Top of SUPPLIED MATERIAL
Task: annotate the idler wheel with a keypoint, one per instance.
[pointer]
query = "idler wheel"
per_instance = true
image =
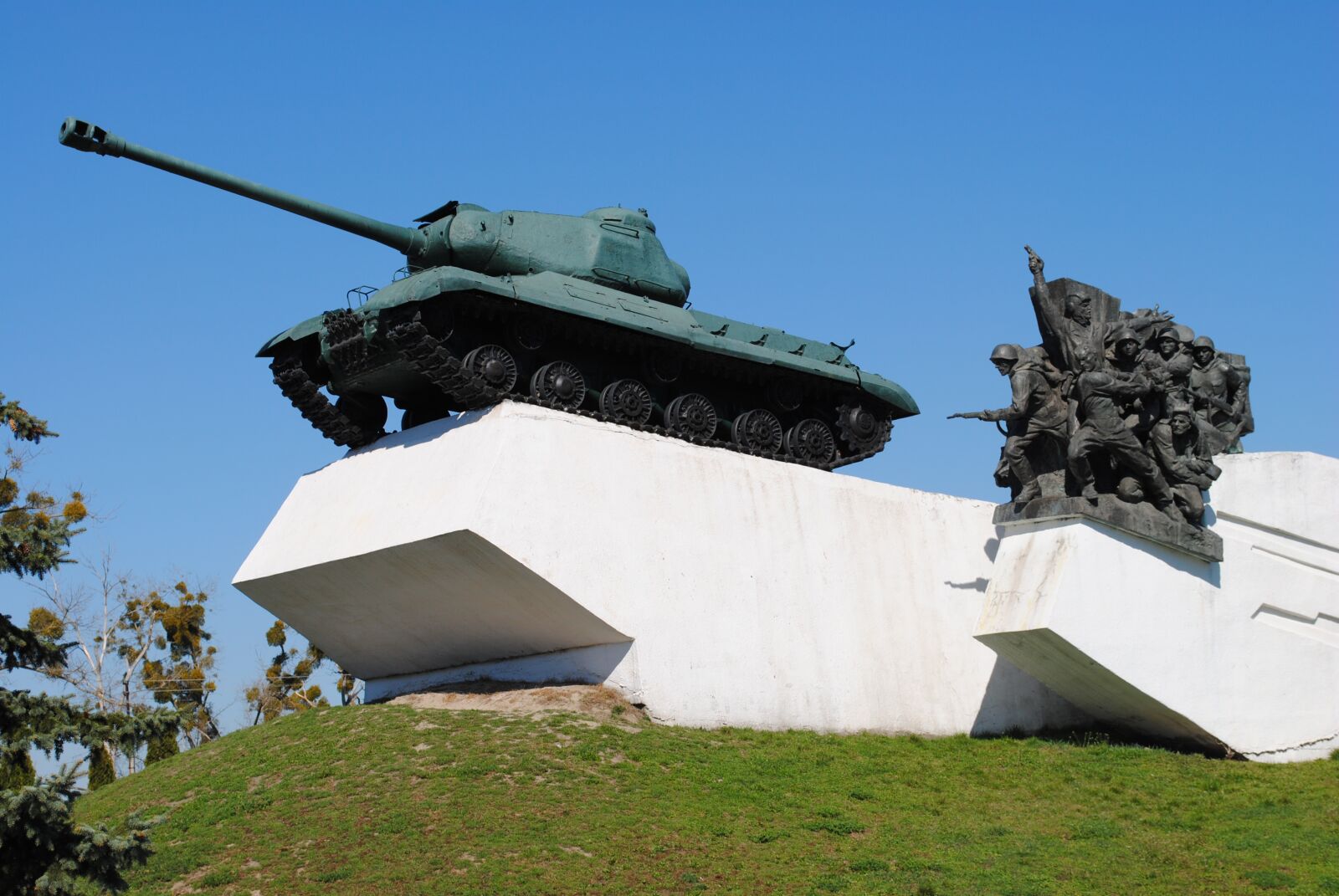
Bottom of SUPPLIED MATERIAL
REQUIRED WORK ->
Write out the listing above exactly as it stands, pictures excluded.

YOUR RESPONSE ->
Task: annotate the idler wheel with a keypoint, one per instance.
[pointer]
query = "idler wheel"
per_instance = true
image =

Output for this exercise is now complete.